* [DOCUMENT]
━━━━━━━━━━━━━━━━━━━━━━━━━━━━━━

If you’ve wondered what GitHub is and all the lingo that goes along with Open Source development: pull, merge, fork etc. Here is a good guide written by Eliot Berriot for non-programmers.
https://pad.funkwhale.audio/s/rJAeAstL4#
[copy of this page stored here for posterity, please visit the link for the most up-to-date version]
Building software together with Git
There are not many resources available out there that introduce Git, GitHub, versioning, forks, pull requests and other development-related jargon to non-technical audience. This post is an attempt to help with that.
How do we collaborate on software?
Like most projects, successful software projects work best when multiple people can work on different tasks in parallel. In a typical organization, you expect accountants, managers, secretaries, sales folks, and in fact everyone to work on their own tasks, seamlessly, at the same time.

━━━━━━━━━━━━━━━━━━━━━━━━━━━━━━

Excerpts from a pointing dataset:
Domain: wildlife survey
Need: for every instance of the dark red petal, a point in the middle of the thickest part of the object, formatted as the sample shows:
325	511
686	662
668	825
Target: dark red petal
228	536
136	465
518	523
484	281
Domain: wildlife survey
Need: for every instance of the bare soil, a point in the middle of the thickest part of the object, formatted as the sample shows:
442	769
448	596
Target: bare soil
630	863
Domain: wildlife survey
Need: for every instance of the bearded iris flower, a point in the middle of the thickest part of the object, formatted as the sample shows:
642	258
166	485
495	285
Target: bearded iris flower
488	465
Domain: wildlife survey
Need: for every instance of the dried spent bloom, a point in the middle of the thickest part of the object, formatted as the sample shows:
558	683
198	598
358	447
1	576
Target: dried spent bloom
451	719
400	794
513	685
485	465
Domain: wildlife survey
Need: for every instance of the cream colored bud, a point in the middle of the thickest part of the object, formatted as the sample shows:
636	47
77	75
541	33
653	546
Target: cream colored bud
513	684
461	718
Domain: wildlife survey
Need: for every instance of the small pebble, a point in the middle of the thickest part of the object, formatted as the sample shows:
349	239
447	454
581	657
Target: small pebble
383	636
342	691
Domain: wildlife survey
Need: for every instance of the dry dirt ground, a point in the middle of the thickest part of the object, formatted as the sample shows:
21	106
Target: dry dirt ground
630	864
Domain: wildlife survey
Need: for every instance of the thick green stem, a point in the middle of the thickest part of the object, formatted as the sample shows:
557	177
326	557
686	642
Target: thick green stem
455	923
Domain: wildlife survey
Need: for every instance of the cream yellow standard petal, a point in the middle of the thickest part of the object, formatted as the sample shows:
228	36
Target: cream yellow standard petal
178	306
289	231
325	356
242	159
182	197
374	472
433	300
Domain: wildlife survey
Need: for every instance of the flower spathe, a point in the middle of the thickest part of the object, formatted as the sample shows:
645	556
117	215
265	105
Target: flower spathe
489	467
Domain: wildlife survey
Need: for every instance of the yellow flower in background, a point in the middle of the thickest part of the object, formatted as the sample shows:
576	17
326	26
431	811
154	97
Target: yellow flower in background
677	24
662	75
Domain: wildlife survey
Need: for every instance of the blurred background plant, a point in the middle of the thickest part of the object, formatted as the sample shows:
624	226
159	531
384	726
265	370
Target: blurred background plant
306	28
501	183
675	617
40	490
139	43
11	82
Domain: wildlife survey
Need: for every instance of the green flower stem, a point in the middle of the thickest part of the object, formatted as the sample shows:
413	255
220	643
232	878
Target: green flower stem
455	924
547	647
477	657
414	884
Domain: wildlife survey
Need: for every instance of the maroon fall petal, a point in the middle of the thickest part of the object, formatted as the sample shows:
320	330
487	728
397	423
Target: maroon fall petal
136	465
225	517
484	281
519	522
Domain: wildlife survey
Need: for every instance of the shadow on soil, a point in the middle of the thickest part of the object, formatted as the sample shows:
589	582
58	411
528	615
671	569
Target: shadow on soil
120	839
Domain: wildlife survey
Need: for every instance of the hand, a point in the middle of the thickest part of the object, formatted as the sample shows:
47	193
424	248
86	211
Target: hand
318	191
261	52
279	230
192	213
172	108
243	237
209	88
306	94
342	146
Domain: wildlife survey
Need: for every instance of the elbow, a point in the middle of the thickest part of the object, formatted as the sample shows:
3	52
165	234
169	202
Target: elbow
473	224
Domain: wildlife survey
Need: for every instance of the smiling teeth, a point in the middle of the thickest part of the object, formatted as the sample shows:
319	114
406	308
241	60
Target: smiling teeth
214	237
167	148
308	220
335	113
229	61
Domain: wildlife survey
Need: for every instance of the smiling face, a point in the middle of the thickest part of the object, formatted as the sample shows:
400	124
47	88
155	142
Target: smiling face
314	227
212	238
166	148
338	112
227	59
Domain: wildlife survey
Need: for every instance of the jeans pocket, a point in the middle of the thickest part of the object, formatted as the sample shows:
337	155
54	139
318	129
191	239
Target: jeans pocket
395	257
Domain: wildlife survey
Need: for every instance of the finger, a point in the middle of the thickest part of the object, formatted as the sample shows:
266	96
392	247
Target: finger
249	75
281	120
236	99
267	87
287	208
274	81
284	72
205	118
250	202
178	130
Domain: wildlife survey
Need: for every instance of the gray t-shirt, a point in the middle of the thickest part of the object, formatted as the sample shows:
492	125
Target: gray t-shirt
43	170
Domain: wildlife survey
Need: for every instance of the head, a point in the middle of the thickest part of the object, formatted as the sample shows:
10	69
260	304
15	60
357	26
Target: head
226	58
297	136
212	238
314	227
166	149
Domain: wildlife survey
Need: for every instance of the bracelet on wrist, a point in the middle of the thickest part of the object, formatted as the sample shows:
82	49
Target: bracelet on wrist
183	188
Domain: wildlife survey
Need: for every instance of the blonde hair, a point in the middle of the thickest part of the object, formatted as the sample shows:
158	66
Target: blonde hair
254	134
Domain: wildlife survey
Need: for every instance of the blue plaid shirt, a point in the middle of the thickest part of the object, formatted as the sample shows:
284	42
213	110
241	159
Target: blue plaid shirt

━━━━━━━━━━━━━━━━━━━━━━━━━━━━━━

* [REQUIRED WORK]
**A.** Answer these questions about the Git guide:
(i) Who wrote the guide, and for which readers?
(ii) Which topics does the guide say few resources introduce to a non-technical audience?
(iii) Which four roles does the guide name as working on their own tasks in a typical organization?
**B.** Continue the Git guide for a few paragraphs, starting after its final sentence.

* [TASK-BY-TASK RESULTS]
**A.**
(i) Eliot Berriot wrote it for non-programmers.
(ii) Git, GitHub, versioning, forks, pull requests and other development-related jargon.
(iii) Accountants, managers, secretaries and sales folks.

**B.**
You want, as much as possible, to avoid situations when someone needs to wait for someone else to proceed. We call those situations bottlenecks. A typical bottleneck would be having a single phone in a 100-people company: everyone have to wait to make a call, which is a waste of time.
Software development work in the same way: developers, designers, translators, and pretty much everyone want to work without worrying about each other tasks, especially as project grows and attract dozens or even hundreds of contributors.
In order to deal with that, people involved in software development usually rely on a few tools and processes I will describe below.
What is software?
What we call software, in its most common form, is just a set of text files, also known as a codebase. Those text files contains instructions than can be executed by computers. Yes, the act of programming is just about writing stuff.
Of course, a a programmer, you have to think about what you are writing, like a storywriter ;)
If you’ve ever worked on on thesis, or any long-form textual essay, you faced a lot of the issues developers encounter when they need to collaborate on the same piece of software.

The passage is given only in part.